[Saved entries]
━━━━━━━━

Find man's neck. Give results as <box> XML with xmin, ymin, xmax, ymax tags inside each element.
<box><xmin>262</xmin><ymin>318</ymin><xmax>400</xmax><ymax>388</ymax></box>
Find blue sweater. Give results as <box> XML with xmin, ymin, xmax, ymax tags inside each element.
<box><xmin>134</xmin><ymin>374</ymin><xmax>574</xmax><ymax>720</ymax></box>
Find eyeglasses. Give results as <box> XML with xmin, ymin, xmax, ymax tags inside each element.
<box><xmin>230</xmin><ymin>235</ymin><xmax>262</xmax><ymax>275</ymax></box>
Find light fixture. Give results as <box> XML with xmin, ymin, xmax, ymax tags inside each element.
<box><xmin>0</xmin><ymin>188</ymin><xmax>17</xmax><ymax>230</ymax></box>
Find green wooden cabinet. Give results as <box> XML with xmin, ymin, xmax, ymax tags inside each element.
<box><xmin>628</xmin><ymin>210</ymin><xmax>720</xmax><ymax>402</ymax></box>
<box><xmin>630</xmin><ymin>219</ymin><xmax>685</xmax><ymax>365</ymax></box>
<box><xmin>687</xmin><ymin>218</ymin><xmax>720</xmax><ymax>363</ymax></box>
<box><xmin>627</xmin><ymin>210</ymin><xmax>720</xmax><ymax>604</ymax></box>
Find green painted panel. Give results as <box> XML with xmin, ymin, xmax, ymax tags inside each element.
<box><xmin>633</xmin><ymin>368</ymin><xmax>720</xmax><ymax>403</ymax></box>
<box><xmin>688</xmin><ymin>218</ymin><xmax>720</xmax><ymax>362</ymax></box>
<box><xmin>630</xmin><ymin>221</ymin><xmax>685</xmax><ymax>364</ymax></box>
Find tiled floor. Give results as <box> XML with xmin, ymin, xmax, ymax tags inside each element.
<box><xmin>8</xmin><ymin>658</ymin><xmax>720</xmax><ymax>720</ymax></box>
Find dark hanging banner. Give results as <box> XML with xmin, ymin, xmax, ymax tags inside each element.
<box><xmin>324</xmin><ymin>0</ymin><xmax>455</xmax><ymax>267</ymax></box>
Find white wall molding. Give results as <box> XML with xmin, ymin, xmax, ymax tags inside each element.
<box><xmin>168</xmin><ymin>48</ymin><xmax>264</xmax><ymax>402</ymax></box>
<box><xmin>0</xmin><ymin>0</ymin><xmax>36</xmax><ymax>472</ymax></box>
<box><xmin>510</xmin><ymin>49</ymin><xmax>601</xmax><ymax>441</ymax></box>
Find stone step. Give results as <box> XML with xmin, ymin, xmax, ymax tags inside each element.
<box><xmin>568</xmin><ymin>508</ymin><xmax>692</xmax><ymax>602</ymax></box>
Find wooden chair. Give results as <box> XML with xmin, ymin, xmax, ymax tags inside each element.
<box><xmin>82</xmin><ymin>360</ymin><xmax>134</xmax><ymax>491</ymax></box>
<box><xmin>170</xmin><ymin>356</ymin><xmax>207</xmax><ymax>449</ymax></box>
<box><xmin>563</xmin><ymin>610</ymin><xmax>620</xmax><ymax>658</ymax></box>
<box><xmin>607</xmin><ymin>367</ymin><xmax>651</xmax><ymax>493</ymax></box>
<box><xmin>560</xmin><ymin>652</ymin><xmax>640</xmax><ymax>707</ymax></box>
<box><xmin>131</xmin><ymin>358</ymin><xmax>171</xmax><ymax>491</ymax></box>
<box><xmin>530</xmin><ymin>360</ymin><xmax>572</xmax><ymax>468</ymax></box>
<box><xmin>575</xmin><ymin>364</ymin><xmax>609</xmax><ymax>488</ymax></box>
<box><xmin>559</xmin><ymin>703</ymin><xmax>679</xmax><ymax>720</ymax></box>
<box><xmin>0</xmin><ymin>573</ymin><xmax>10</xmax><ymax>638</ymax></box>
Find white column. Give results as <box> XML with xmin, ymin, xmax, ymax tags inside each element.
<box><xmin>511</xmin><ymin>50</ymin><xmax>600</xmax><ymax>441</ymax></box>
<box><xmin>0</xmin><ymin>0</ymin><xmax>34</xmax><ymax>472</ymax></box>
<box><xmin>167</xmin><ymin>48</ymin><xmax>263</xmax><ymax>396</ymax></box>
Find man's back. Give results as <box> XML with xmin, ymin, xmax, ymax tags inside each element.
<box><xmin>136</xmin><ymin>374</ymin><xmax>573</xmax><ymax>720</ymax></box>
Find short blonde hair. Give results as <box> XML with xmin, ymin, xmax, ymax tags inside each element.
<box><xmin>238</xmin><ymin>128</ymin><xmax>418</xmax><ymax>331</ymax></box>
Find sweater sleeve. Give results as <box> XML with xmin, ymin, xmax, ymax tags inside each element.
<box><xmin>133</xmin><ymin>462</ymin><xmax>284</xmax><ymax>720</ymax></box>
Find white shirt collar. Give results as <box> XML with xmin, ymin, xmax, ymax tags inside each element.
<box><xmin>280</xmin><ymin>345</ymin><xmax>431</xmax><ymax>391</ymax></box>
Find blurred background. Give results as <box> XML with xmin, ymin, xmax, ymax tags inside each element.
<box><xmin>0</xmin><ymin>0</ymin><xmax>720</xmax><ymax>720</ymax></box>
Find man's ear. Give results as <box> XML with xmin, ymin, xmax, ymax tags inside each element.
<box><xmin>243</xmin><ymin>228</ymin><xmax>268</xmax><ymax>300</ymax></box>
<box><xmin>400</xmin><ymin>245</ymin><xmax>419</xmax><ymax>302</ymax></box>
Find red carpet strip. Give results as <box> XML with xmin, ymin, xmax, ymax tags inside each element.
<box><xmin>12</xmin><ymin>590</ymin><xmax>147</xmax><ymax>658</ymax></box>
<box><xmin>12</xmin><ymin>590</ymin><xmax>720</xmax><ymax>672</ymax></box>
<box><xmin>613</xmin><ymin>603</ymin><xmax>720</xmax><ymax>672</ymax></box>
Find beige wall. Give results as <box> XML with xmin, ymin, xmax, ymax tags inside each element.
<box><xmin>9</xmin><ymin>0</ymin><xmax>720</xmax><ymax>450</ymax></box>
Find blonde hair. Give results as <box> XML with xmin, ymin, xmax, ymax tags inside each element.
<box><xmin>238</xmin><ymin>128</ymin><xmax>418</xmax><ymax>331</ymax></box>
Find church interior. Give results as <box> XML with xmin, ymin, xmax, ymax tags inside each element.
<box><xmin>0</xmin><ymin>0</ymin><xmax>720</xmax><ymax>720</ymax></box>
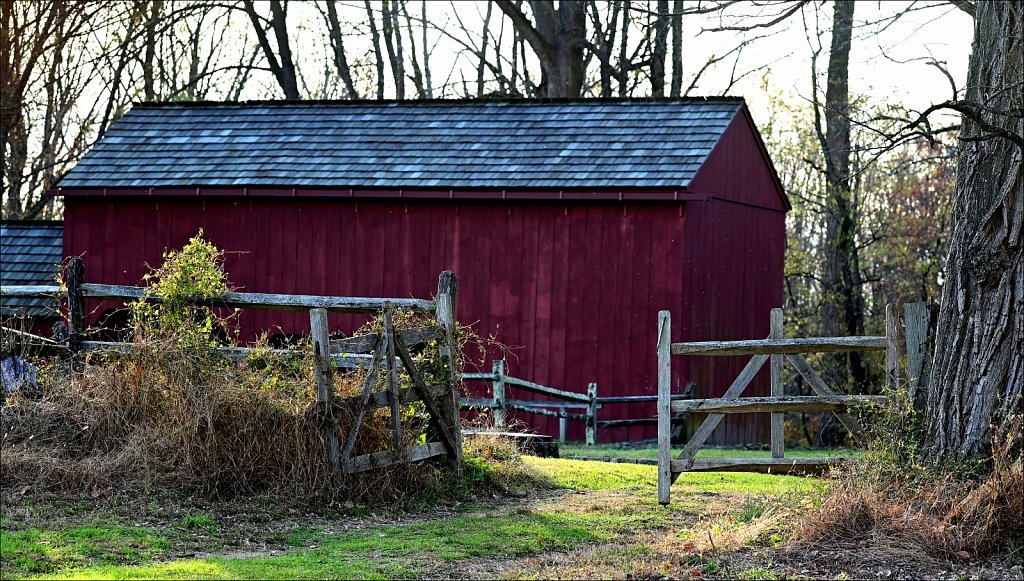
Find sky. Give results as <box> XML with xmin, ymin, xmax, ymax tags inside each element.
<box><xmin>311</xmin><ymin>0</ymin><xmax>973</xmax><ymax>123</ymax></box>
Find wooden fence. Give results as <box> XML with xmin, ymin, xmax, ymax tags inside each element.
<box><xmin>0</xmin><ymin>258</ymin><xmax>462</xmax><ymax>483</ymax></box>
<box><xmin>461</xmin><ymin>360</ymin><xmax>696</xmax><ymax>446</ymax></box>
<box><xmin>657</xmin><ymin>303</ymin><xmax>929</xmax><ymax>504</ymax></box>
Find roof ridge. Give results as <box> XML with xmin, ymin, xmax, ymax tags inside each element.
<box><xmin>132</xmin><ymin>95</ymin><xmax>745</xmax><ymax>109</ymax></box>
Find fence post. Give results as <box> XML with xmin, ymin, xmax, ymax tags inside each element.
<box><xmin>657</xmin><ymin>310</ymin><xmax>672</xmax><ymax>504</ymax></box>
<box><xmin>886</xmin><ymin>303</ymin><xmax>900</xmax><ymax>389</ymax></box>
<box><xmin>587</xmin><ymin>383</ymin><xmax>597</xmax><ymax>446</ymax></box>
<box><xmin>434</xmin><ymin>271</ymin><xmax>462</xmax><ymax>471</ymax></box>
<box><xmin>768</xmin><ymin>308</ymin><xmax>785</xmax><ymax>458</ymax></box>
<box><xmin>490</xmin><ymin>359</ymin><xmax>507</xmax><ymax>430</ymax></box>
<box><xmin>65</xmin><ymin>256</ymin><xmax>85</xmax><ymax>357</ymax></box>
<box><xmin>903</xmin><ymin>302</ymin><xmax>932</xmax><ymax>411</ymax></box>
<box><xmin>309</xmin><ymin>308</ymin><xmax>341</xmax><ymax>487</ymax></box>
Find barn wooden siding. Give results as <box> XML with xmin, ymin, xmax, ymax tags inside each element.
<box><xmin>66</xmin><ymin>197</ymin><xmax>781</xmax><ymax>442</ymax></box>
<box><xmin>59</xmin><ymin>98</ymin><xmax>788</xmax><ymax>444</ymax></box>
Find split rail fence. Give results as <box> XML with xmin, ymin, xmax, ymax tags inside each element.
<box><xmin>461</xmin><ymin>360</ymin><xmax>696</xmax><ymax>446</ymax></box>
<box><xmin>0</xmin><ymin>258</ymin><xmax>462</xmax><ymax>484</ymax></box>
<box><xmin>657</xmin><ymin>303</ymin><xmax>929</xmax><ymax>504</ymax></box>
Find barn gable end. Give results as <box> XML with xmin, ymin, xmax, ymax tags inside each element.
<box><xmin>51</xmin><ymin>98</ymin><xmax>786</xmax><ymax>444</ymax></box>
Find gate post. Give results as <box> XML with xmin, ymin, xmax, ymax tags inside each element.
<box><xmin>657</xmin><ymin>310</ymin><xmax>672</xmax><ymax>504</ymax></box>
<box><xmin>309</xmin><ymin>308</ymin><xmax>341</xmax><ymax>487</ymax></box>
<box><xmin>490</xmin><ymin>359</ymin><xmax>507</xmax><ymax>430</ymax></box>
<box><xmin>587</xmin><ymin>383</ymin><xmax>597</xmax><ymax>446</ymax></box>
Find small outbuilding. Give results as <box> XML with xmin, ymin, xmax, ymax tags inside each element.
<box><xmin>55</xmin><ymin>98</ymin><xmax>790</xmax><ymax>444</ymax></box>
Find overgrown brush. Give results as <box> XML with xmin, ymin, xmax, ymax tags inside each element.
<box><xmin>802</xmin><ymin>395</ymin><xmax>1024</xmax><ymax>561</ymax></box>
<box><xmin>0</xmin><ymin>233</ymin><xmax>528</xmax><ymax>500</ymax></box>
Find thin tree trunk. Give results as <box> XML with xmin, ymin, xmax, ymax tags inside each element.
<box><xmin>381</xmin><ymin>0</ymin><xmax>406</xmax><ymax>99</ymax></box>
<box><xmin>142</xmin><ymin>0</ymin><xmax>164</xmax><ymax>101</ymax></box>
<box><xmin>671</xmin><ymin>0</ymin><xmax>683</xmax><ymax>97</ymax></box>
<box><xmin>924</xmin><ymin>0</ymin><xmax>1024</xmax><ymax>461</ymax></box>
<box><xmin>399</xmin><ymin>0</ymin><xmax>419</xmax><ymax>98</ymax></box>
<box><xmin>244</xmin><ymin>0</ymin><xmax>299</xmax><ymax>100</ymax></box>
<box><xmin>327</xmin><ymin>0</ymin><xmax>359</xmax><ymax>98</ymax></box>
<box><xmin>819</xmin><ymin>0</ymin><xmax>867</xmax><ymax>387</ymax></box>
<box><xmin>362</xmin><ymin>0</ymin><xmax>387</xmax><ymax>98</ymax></box>
<box><xmin>650</xmin><ymin>0</ymin><xmax>670</xmax><ymax>97</ymax></box>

━━━━━━━━

**Given task**.
Pull out every line of the data above that contains the string "white", and note that case counts.

**Reply to the task**.
Find white wall molding. Give results as <box> XML with xmin, ymin, xmax, ymax tags inside each element.
Find white column. Give results as <box> XML with xmin, ymin, xmax, ymax tags inside each element.
Find white shirt collar. Give results as <box> XML with xmin, ymin, xmax, ymax tags inside each element.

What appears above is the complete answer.